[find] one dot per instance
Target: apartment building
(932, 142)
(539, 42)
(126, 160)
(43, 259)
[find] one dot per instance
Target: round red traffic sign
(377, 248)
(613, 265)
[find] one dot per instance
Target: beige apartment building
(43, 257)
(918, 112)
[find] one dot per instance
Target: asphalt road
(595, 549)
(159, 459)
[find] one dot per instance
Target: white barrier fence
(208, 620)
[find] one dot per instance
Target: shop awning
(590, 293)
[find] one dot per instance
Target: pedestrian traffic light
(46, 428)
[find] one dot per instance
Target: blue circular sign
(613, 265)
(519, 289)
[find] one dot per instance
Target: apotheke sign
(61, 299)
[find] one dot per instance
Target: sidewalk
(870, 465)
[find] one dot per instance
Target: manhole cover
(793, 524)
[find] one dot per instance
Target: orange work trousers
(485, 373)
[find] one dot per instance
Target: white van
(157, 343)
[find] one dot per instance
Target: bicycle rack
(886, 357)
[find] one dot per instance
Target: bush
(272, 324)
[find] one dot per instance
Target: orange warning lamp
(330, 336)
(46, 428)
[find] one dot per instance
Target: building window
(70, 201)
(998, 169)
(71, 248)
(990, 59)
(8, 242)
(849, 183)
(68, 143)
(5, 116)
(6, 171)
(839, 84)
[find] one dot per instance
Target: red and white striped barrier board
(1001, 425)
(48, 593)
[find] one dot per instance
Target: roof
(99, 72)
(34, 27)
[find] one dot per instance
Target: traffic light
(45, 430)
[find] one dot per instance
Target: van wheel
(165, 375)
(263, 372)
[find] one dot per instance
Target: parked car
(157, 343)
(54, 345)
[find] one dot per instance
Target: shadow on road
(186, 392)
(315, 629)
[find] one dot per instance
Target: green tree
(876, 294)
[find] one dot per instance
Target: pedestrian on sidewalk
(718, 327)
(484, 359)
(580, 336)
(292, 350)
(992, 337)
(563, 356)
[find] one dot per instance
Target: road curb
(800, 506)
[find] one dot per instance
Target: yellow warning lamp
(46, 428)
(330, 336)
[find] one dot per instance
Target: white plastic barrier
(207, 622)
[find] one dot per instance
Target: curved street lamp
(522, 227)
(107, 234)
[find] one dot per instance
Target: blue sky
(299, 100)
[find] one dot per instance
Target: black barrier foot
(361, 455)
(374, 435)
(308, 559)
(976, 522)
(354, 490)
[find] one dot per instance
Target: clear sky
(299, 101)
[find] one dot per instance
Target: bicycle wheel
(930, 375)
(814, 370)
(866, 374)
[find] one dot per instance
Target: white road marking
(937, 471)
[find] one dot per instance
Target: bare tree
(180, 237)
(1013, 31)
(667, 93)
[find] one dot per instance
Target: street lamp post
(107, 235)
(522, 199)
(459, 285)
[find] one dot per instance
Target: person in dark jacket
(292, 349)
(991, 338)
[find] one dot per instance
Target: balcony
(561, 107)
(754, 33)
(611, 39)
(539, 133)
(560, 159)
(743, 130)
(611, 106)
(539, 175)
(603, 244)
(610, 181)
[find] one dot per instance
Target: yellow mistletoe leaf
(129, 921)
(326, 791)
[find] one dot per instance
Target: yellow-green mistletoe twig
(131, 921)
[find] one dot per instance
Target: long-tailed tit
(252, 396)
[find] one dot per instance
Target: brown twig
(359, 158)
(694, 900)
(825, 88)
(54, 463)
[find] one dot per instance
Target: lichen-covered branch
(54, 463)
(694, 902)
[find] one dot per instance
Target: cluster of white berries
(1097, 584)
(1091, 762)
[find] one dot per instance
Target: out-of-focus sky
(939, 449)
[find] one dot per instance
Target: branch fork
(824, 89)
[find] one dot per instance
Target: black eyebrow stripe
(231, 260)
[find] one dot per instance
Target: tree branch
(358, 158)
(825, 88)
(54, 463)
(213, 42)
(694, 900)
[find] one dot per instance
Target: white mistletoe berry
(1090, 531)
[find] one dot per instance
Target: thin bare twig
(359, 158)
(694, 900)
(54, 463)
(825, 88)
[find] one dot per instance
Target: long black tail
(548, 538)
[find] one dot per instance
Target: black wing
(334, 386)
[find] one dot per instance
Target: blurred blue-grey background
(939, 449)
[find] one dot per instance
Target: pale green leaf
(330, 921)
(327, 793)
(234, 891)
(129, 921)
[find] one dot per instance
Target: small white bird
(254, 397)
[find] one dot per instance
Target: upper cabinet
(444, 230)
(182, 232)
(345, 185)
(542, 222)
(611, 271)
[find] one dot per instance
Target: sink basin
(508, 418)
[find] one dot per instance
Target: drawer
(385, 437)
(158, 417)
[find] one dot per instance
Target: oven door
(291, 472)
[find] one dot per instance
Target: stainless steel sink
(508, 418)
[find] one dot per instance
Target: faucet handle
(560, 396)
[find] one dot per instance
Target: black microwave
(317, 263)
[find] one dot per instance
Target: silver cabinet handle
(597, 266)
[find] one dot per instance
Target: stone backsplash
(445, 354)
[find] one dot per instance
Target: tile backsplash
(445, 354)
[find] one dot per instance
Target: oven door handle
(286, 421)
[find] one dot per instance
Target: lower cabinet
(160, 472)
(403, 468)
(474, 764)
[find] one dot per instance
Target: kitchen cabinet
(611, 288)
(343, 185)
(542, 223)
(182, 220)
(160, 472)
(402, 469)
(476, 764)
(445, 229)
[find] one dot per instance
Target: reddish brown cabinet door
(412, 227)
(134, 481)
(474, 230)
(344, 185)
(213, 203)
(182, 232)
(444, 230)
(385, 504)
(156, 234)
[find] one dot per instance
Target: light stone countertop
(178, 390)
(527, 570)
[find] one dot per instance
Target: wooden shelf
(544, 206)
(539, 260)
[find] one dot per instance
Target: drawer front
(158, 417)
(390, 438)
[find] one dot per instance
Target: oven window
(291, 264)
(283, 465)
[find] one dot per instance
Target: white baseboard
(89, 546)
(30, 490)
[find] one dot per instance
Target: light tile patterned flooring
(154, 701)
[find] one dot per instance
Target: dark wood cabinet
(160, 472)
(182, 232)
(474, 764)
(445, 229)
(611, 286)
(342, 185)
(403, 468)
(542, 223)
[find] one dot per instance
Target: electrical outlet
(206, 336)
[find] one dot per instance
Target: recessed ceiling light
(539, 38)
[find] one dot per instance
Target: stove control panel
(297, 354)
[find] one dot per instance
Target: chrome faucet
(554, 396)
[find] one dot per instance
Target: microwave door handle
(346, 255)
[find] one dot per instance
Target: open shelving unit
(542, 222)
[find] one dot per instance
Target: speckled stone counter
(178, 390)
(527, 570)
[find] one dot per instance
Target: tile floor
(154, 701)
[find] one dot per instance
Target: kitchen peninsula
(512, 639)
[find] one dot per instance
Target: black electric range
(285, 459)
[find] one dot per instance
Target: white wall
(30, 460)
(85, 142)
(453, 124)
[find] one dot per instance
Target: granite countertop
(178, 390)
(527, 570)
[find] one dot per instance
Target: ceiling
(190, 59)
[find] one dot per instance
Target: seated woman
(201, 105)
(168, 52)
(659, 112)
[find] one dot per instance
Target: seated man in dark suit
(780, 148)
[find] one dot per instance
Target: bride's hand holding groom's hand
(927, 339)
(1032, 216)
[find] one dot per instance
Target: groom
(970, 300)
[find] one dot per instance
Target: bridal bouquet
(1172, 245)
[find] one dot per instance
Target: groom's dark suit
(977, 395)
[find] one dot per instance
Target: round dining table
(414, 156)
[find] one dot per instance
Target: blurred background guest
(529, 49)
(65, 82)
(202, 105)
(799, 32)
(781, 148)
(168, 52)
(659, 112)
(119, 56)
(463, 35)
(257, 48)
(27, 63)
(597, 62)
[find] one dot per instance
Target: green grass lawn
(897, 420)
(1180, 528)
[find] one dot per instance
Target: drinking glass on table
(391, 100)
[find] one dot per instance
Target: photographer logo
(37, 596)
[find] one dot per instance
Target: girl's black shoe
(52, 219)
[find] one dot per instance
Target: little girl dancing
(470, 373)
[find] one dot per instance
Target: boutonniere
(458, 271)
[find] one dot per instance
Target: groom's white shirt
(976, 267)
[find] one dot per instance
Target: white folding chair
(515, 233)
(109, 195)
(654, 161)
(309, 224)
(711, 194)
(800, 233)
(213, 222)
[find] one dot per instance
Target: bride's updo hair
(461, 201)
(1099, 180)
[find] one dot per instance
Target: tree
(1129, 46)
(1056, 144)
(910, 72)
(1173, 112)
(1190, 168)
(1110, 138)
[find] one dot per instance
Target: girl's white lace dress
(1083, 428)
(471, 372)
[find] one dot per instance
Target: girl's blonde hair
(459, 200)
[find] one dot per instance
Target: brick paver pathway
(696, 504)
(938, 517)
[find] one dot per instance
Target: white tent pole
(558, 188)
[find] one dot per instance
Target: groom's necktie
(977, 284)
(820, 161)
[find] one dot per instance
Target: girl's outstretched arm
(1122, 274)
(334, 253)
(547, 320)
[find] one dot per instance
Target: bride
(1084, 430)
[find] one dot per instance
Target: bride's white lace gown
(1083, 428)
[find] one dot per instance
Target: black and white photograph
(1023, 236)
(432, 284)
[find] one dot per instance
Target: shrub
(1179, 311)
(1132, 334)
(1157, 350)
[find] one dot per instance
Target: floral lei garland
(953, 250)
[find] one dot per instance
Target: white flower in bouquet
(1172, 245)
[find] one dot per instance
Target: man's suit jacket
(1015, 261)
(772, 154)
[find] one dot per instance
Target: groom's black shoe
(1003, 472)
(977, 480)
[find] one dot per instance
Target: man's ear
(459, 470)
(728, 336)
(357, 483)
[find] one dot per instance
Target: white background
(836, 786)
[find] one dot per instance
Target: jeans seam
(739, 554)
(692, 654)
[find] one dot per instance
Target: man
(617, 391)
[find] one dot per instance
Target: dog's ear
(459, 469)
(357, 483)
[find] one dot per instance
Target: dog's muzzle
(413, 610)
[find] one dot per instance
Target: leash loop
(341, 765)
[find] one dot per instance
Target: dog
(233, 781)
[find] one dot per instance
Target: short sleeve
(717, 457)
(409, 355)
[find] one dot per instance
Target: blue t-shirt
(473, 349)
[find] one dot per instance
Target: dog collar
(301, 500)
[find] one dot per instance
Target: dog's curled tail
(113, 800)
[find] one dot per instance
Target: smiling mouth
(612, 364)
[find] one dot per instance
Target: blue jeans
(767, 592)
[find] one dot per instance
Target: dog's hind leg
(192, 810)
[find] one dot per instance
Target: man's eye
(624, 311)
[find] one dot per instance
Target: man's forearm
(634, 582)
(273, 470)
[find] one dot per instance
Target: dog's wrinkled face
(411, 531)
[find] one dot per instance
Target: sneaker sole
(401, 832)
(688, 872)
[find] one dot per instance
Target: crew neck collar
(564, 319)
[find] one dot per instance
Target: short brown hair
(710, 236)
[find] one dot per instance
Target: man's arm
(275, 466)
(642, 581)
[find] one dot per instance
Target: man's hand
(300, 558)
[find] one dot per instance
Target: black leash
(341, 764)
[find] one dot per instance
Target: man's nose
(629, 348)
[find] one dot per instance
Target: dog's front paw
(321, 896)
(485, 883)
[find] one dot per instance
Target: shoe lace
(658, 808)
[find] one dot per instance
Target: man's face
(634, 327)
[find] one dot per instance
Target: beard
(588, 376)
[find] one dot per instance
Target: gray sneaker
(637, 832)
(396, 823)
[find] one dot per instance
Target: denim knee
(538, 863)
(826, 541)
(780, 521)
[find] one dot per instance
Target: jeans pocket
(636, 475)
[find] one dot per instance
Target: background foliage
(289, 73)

◆ **TASK**: Identify every line in the data above that contains the string "jeans", and copy each of those lines. Case counts.

◆ **TASK OUTPUT**:
Target: jeans seam
Target: blue jeans
Target: jeans pocket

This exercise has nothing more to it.